Ending childhood restraint benefiting our students and law enforcement

Handle With Care

Missing homework and falling asleep in class are common examples of misbehavior but, for some students, they can also be the first sign that they have experienced significant trauma.

Handle With Care helps to distinguish between the two by partnering schools and police officers.

An estimated 60% of all children have witnessed violence, crime, or abuse. Each of these events and experiences holds the potential to impact a child negatively, but schools are rarely aware when these incidents occur. Handle With Care creates this system through notifications, ensuring schools can offer the support children need to thrive and succeed.

Approach

  • The program begins when a police officer responds to a potentially traumatic incident where a minor was present. This includes, but is not limited to, instances involving arrests, search warrants, violence, abuse, or homicide.
  • Afterward, the officer sends the child’s name, age, and school to a designated contact at the school, excluding any details of the incident to protect the student’s privacy.
  • School employees who interact with the student, including teachers and guidance counselors, receive the “Handle with Care” notification.
  • The program may end here for some students, but other students may require additional support. For these instances, Handle With Care offers students the opportunity to speak with mental health professionals in the school’s network, pending their parent’s consent.

Outcomes

  • Handle with Care trains teachers to recognize when children are struggling and prepares school staff to support students through stressful times, enabling children to succeed academically and socially.
  • For instance, children who fall asleep in class may go to the nurse, and those who struggle on assignments may stay after class for one-on-one tutoring.
  • These trauma-sensitive approaches encourage stable and supportive relationships, ensuring schools remain an environment where kids feel safe.
  • Handle With Care additionally allows teachers and police officers to expand their impact, providing the tools to care for their community emotionally and physically.

 

Precedent

  • Handle With Care has been implemented by cities, counties, and states. Nevada, Delaware, West Virginia, and Kentucky stand as a few that have passed statewide legislation.
  • The program has been successfully piloted in various communities across Texas, including San Antonio, Galena Park, Montgomery County, and Fort Worth.

Frequent Questions

How is Handle with Care implemented?

The Handle With Care program can start within a few weeks. There are no costs needed to complete the implementation process.

What does HWC look like in practice for law enforcement officers and teachers?

Both police officers and teachers have asked for ways to further connect with students.
------------------------------
> **What to work on**:
• 1. Quote the passage on the Handle With Care program, starting at "An estimated 60%" and ending at "abuse, or homicide.".
• 2. Extend the passage on the Handle With Care program, picking up after its last sentence.
The records come from a separate source.

> **Dataset entries**:
------------------------------
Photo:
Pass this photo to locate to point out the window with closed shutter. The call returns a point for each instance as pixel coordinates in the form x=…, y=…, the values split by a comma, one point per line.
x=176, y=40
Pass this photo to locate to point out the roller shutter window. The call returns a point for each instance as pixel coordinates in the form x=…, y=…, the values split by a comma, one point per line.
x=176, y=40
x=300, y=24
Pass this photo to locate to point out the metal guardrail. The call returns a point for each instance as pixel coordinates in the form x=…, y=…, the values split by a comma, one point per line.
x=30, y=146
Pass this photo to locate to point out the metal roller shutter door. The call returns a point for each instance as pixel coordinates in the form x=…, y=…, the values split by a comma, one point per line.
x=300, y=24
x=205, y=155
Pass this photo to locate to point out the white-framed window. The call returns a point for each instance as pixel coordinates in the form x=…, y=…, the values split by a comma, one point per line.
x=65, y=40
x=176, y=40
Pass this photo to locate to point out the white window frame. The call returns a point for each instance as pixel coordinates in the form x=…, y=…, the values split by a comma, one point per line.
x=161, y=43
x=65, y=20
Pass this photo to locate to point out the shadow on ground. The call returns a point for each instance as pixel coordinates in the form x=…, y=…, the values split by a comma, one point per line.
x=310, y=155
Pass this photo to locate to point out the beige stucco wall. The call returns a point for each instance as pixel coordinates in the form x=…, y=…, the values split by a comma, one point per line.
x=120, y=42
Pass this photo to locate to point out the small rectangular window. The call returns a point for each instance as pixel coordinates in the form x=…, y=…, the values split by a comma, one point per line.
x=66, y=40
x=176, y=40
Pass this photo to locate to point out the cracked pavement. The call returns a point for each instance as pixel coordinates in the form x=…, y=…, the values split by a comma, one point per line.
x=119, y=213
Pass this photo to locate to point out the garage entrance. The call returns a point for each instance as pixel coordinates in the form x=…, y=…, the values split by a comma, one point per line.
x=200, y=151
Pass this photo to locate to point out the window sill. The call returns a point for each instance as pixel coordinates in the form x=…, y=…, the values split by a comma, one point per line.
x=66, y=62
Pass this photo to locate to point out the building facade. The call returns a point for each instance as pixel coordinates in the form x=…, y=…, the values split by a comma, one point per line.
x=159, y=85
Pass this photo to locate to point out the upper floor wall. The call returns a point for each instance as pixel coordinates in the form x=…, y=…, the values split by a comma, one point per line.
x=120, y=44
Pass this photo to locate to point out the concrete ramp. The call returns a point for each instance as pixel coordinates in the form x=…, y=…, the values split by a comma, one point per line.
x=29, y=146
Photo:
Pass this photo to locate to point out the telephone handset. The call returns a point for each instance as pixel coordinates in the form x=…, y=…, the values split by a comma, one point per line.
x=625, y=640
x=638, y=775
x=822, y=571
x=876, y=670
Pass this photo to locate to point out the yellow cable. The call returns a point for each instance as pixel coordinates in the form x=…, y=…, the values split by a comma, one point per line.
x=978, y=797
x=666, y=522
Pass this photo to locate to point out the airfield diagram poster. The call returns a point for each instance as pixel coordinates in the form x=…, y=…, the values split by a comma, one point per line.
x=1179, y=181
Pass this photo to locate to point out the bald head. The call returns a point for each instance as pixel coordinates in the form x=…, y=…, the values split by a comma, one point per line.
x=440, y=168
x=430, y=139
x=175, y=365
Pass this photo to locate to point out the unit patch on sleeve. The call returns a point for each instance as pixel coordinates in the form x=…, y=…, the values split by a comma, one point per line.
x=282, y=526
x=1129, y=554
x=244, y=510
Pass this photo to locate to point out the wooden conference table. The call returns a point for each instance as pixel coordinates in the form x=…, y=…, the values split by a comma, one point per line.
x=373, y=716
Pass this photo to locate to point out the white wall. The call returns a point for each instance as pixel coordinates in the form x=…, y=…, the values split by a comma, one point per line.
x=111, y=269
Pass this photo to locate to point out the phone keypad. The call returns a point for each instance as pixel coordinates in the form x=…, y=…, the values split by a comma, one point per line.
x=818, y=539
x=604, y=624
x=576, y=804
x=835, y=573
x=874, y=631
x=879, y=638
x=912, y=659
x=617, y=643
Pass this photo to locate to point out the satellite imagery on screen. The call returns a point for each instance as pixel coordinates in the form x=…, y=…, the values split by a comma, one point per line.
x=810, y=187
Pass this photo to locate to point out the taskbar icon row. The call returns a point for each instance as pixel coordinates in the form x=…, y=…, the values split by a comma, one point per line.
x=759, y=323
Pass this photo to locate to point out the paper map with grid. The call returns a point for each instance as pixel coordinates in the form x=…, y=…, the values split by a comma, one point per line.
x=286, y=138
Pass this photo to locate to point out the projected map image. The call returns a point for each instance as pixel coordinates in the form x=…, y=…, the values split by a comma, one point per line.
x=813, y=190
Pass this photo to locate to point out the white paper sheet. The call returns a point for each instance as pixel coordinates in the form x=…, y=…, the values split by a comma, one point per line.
------------------------------
> **Task responses**:
• 1.
An estimated 60% of all children have witnessed violence, crime, or abuse. Each of these events and experiences holds the potential to impact a child negatively, but schools are rarely aware when these incidents occur. Handle With Care creates this system through notifications, ensuring schools can offer the support children need to thrive and succeed.

Approach

  • The program begins when a police officer responds to a potentially traumatic incident where a minor was present. This includes, but is not limited to, instances involving arrests, search warrants, violence, abuse, or homicide.

• 2.
Handle With Care provides this additional touchpoint while minimizing the burden placed on law enforcement and teachers, as they already bear a heavy load.

Police officers accordingly send a brief Handle With Care notification that may be completed in two minutes. Teachers then monitor for potential signs of trauma.

How are officers and teachers prepared to handle children experiencing trauma?

Both officers and school personnel are trained on the signs of trauma and how they may manifest. From there, they gain the tools to help children cope with immensely stressful situations and promote resiliency.

How do Handle With Care Notices improve children's education and well-being?

Trauma can disrupt a child’s ability to learn. Many children who experience trauma struggle to focus, develop anxiety, and experience poor sleep, which can negatively impact their school performance.

However, by providing advance notice, teachers are able to anticipate potential signs they may witness and be prepared to help students navigate difficulties. For instance, teachers may provide tutoring after class following absences or inattention. They may also send students who fall asleep in class to the nurse.

How does HWC impact LEO & school staff's workload?

HWC is successful with an effort toward communication, reminders to school staff, and training to staff:

  • These efforts include acknowledgment of behavior with a lens of what could be causing it
  • School staff and police officers can each be trained in a few hours to understand the process of sending and receiving Handle With Care notifications, as well as beginning a trauma-informed approach.

How can we best protect a child’s privacy?

Handle With Care protects a student’s privacy by never disclosing the details of the incident. The notification includes the name, age, school, and a message stating “Handle with Care.” This confidential notification has the option of being communicated through email, text, or calling the dispatcher who would send the email or text.

What are the expectations of HWC?

  • Teachers are not expected to initially change the way they interact with the child. The greatest change occurs when they notice the child struggling.
  • A child who falls asleep in class after an incident late at night, for example, may be sent to the nurse rather than the principal. A student may similarly be sent to a counselor, instead of a principal.
  • Teachers are meant to observe in the HWC program. No additional reports are required from the police officers and school staff involved.

How is progress & outcomes of HWC measured?

Handle with Care is a system that can refer the child to additional services such as the school social worker, nurse, or mental health professional.

Does HWC have age cut-offs?

There is not an age cut-off for HWC in schools. Handle with Care currently serves students in grades K-12.

What is the time commitment required for HWC?

Training for HWC can be completed in a few hours. Following training, the time commitment includes sending HWC notifications when a child is encountered at the scene of a call.

Questions?

Are you a policymaker, member of the media, or a prospective partner? Please feel free to give us a call, send us an email, or fill out our form.

Thank you for stopping by!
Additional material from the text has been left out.